Content starts

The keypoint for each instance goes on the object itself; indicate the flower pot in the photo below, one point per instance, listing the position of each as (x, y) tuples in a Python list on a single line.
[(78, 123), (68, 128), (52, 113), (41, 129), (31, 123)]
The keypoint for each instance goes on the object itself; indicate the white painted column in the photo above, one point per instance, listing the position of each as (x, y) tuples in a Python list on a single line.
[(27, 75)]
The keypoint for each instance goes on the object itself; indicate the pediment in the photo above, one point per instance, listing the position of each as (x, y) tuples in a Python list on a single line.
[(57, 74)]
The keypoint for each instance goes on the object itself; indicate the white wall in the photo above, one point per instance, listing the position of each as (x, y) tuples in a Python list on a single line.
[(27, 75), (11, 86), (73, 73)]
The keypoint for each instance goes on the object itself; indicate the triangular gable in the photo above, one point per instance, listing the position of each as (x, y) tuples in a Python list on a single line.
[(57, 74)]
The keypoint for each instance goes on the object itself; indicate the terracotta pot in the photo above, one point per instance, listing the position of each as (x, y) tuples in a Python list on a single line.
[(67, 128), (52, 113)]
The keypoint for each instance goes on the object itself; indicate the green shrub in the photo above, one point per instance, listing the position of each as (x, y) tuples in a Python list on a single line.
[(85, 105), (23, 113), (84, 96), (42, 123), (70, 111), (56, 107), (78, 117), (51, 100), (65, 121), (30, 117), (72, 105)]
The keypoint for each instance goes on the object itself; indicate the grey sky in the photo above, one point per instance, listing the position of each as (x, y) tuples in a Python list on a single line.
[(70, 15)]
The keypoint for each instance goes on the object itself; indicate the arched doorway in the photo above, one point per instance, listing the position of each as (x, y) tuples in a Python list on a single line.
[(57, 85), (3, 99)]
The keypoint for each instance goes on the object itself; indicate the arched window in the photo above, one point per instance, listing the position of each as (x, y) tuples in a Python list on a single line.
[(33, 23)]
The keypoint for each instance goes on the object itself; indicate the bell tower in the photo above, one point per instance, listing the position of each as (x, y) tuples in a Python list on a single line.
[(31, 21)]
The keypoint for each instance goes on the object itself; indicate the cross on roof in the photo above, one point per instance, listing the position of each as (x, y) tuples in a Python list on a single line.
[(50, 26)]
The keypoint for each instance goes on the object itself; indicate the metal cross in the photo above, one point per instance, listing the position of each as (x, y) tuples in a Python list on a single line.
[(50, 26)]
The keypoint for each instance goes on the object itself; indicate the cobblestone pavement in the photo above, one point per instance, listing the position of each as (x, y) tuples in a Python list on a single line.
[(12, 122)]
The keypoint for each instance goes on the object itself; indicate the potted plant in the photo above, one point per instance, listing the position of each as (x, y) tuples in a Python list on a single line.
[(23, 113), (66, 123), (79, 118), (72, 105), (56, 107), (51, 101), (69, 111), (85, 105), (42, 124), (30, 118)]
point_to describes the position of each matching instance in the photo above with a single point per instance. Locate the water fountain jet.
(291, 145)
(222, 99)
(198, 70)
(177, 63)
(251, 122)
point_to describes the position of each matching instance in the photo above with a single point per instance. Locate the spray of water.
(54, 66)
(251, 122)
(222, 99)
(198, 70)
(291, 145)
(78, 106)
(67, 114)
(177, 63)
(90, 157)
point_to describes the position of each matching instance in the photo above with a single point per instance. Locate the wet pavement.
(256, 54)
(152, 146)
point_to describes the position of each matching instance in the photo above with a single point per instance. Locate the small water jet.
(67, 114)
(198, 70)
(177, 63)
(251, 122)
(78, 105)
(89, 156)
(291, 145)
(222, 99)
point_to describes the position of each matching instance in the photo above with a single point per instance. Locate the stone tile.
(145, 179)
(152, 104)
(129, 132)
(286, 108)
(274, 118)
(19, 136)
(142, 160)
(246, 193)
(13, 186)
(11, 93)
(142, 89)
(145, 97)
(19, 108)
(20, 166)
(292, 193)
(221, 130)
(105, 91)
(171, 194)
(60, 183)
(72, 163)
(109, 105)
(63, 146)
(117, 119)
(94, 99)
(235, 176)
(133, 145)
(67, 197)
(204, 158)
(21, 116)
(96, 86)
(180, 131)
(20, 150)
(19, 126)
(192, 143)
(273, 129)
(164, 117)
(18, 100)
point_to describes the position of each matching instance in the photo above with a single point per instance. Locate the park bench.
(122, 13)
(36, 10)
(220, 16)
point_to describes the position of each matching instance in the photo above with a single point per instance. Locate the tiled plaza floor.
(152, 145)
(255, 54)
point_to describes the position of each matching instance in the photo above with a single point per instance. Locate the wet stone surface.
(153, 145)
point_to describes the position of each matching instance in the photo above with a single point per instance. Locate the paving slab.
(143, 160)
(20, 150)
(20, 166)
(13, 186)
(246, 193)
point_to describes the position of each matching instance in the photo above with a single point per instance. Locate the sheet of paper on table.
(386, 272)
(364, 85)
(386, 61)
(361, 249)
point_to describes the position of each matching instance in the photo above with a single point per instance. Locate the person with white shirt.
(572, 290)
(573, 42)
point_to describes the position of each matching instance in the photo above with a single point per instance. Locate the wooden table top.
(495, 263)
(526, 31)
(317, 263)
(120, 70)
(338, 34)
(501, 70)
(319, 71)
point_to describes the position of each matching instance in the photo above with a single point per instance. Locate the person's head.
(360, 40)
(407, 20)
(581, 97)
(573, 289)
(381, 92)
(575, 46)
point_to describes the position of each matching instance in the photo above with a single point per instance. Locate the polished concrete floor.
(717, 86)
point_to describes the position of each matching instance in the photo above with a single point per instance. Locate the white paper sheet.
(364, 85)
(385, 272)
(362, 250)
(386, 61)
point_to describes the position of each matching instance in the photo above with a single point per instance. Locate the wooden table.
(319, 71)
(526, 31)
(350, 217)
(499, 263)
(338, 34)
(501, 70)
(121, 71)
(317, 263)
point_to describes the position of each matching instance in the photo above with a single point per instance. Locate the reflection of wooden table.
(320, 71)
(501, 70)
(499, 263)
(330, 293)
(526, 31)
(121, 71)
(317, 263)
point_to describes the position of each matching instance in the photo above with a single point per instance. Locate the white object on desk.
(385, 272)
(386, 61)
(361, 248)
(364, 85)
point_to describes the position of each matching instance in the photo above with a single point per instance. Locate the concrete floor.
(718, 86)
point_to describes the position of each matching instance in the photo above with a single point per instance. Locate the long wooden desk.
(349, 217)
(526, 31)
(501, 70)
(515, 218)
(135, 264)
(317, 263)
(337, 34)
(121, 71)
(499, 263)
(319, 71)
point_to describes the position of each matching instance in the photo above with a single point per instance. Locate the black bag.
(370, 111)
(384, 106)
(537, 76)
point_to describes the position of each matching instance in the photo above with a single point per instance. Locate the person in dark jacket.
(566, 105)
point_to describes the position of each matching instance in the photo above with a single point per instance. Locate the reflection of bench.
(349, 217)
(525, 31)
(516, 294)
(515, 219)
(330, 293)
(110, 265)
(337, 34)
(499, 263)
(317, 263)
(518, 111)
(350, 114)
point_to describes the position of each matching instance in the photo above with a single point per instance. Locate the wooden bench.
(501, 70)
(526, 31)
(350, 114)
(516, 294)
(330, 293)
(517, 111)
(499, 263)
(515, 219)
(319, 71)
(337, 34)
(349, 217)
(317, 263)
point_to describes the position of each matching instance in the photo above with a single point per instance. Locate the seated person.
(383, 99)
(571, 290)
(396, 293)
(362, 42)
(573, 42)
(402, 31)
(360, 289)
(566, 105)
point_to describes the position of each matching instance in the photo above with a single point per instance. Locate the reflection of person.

Content ends

**Task item**
Retype the entire listing without altering anything.

**Solved exercise**
The keypoint for each instance goes on the object itself; indicate the flower pot in the photo below, one point per instance, listing the position of each as (x, y) tuples in a Python list on a single line.
[(78, 123), (68, 128), (52, 113), (41, 129), (31, 123)]
The keypoint for each instance goes on the object itself; indicate the white painted column in the photo above, one point per instance, listing the position of each as (x, y) tuples in a Python list on a single line.
[(27, 75)]
The keypoint for each instance goes on the object itself; indicate the pediment in the photo above, one point per instance, listing the position of each as (x, y) tuples in a Python list on a single line.
[(57, 74)]
The keypoint for each instance goes on the object itself; indicate the white wall in the photo above, one point per instance, listing the position of each as (x, y) tuples in a Python list on a single line.
[(27, 75), (11, 86), (73, 73)]
The keypoint for each instance goes on the object itself; indicate the triangular gable in the photo above, one point per instance, listing the position of each as (x, y) tuples in a Python list on a single line.
[(57, 74)]
The keypoint for each instance goes on the object itself; indicate the terracotta pot in the photo above, one point per instance, listing the position of each as (x, y) tuples in a Python list on a single line.
[(67, 128), (52, 113)]
The keypoint for each instance goes on the object itself; indicate the green shrub in the photo above, one point per instance, listing the position of each as (x, y) tuples in a Python list on a single line.
[(85, 105), (23, 113), (84, 96), (42, 123), (70, 111), (56, 107), (78, 117), (51, 100), (65, 121), (30, 117), (72, 105)]
The keypoint for each instance goes on the object itself; indicate the grey sky in the photo above, one point per instance, listing the position of each as (x, y) tuples in a Python list on a single line.
[(70, 15)]
The keypoint for each instance goes on the object itself; indicate the arched doorway in the photo above, one point per instance, listing the position of each as (x, y) tuples in a Python list on a single line.
[(57, 85), (3, 99)]
The keypoint for each instance goes on the object itself; indicate the arched window in the photo above, one point per instance, listing the position of each as (x, y) tuples in a Python list on a single line.
[(33, 23)]
The keypoint for each instance goes on the object itself; indicate the bell tower in the photo above, one point per instance, listing the position of each as (x, y) tuples in a Python list on a single line.
[(31, 21)]
The keypoint for each instance goes on the object itself; indicate the cross on roof in the photo above, one point per instance, listing the position of each as (x, y) tuples in a Python list on a single line.
[(50, 26)]
The keypoint for each instance goes on the object itself; indicate the metal cross in the photo above, one point per instance, listing the position of each as (x, y) tuples in a Python list on a single line.
[(50, 26)]
The keypoint for each instance goes on the object itself; indicate the cobblestone pavement in the photo above, one point per instance, listing the position of each as (x, y) tuples in a Python list on a single line.
[(12, 122)]
The keypoint for each instance goes on the object itself; indicate the potted plant in the photo above, one point per instance, listing the position of each as (x, y) tuples in a Python list on a single line.
[(23, 113), (66, 123), (79, 118), (72, 105), (56, 107), (51, 101), (69, 111), (85, 105), (42, 124), (30, 118)]
point_to describes the position of each matching instance in the photo above with a single point per instance. Locate the water fountain jet.
(291, 145)
(222, 99)
(198, 70)
(177, 63)
(251, 122)
point_to describes the position of each matching instance in the photo above with a single point per instance. Locate the spray of water.
(54, 66)
(251, 122)
(222, 99)
(198, 70)
(291, 145)
(78, 106)
(67, 114)
(177, 63)
(90, 157)
point_to describes the position of each matching instance in the photo above with a single point per instance. Locate the wet pavement.
(256, 54)
(152, 146)
point_to describes the position of each matching instance in the photo above with a single point per instance. Locate the small water jet.
(67, 114)
(198, 70)
(177, 63)
(251, 122)
(78, 105)
(89, 156)
(291, 145)
(222, 99)
point_to describes the position of each matching instance in the photo above with a single point per instance. Locate the stone tile.
(145, 179)
(152, 104)
(129, 132)
(286, 108)
(274, 118)
(19, 136)
(142, 160)
(246, 193)
(13, 186)
(11, 93)
(142, 89)
(145, 97)
(19, 108)
(20, 166)
(292, 193)
(221, 130)
(105, 91)
(171, 194)
(60, 183)
(72, 163)
(109, 105)
(63, 146)
(117, 119)
(94, 99)
(235, 176)
(133, 145)
(67, 197)
(204, 158)
(21, 116)
(96, 86)
(180, 131)
(20, 150)
(19, 126)
(192, 143)
(273, 129)
(164, 117)
(18, 100)
point_to describes the position of each matching instance in the photo above with a single point per instance. Locate the park bench.
(122, 13)
(36, 10)
(220, 16)
point_to describes the position of each matching instance in the photo above with a single point per instance. Locate the tiled plaza floor.
(152, 145)
(255, 54)
point_to describes the position of each matching instance in the photo above with a single point per instance. Locate the wet stone surface.
(153, 145)
point_to describes the position of each matching instance in the photo above with a single point per instance. Locate the paving slab.
(143, 160)
(20, 150)
(20, 166)
(13, 186)
(246, 193)
point_to describes the position of each matching instance in the photo above with a single point per instance. Locate the sheet of paper on table.
(386, 272)
(364, 85)
(386, 61)
(361, 249)
point_to describes the position of each matching instance in the photo above with a single point per instance. Locate the person with white shirt.
(572, 290)
(573, 42)
point_to describes the position of each matching instance in the photo above with a single point per instance. Locate the wooden table top.
(495, 263)
(526, 31)
(317, 263)
(120, 70)
(338, 34)
(501, 70)
(319, 71)
point_to describes the position of each matching instance in the photo above with a single point per instance. Locate the person's head.
(360, 40)
(407, 20)
(581, 97)
(573, 289)
(381, 92)
(575, 46)
point_to describes the position of each matching instance in the photo above with a single point per instance. Locate the polished concrete floor.
(717, 86)
point_to describes the position of each matching instance in the photo above with a single point per instance. Locate the white paper sheet.
(364, 85)
(385, 272)
(362, 250)
(386, 61)
point_to describes the position of each matching instance in the photo above with a single point per instance. Locate the wooden table.
(319, 71)
(526, 31)
(350, 217)
(499, 263)
(338, 34)
(501, 70)
(121, 71)
(317, 263)
point_to describes the position of each matching instance in the photo above with a single point per instance. Locate the reflection of wooden table.
(320, 71)
(501, 70)
(499, 263)
(330, 293)
(526, 31)
(121, 71)
(317, 263)
point_to describes the position of each matching instance in the photo above with a single point per instance. Locate the white object on desk.
(385, 272)
(386, 61)
(361, 248)
(364, 85)
point_to describes the position of each matching instance in the photo above with a single point per instance. Locate the concrete floor.
(718, 86)
point_to describes the position of each matching instance in the photo above with a single point per instance. Locate the long wooden desk.
(349, 217)
(526, 31)
(501, 70)
(515, 218)
(135, 264)
(317, 263)
(337, 34)
(121, 71)
(499, 263)
(319, 71)
point_to describes the position of each matching instance in the photo above with a single point per instance. Locate the black bag.
(370, 111)
(384, 106)
(537, 76)
point_to describes the position of each matching instance in the photo above with a single point per instance. Locate the person in dark jacket.
(566, 105)
point_to describes the position of each matching instance in the photo above with a single point per instance. Locate the reflection of bench.
(349, 217)
(525, 31)
(516, 294)
(515, 219)
(330, 293)
(110, 265)
(337, 34)
(499, 263)
(317, 263)
(518, 111)
(350, 114)
point_to describes the position of each matching instance in the photo above with a single point per instance. Locate the wooden bench.
(501, 70)
(526, 31)
(350, 114)
(516, 294)
(330, 293)
(517, 111)
(499, 263)
(515, 219)
(319, 71)
(337, 34)
(349, 217)
(317, 263)
point_to describes the position of each matching instance in the photo above with a single point per instance. Locate the seated person.
(383, 99)
(571, 290)
(396, 293)
(362, 42)
(573, 42)
(402, 31)
(360, 289)
(566, 105)
point_to describes the position of each matching instance in the photo above with a single point per instance. Locate the reflection of person.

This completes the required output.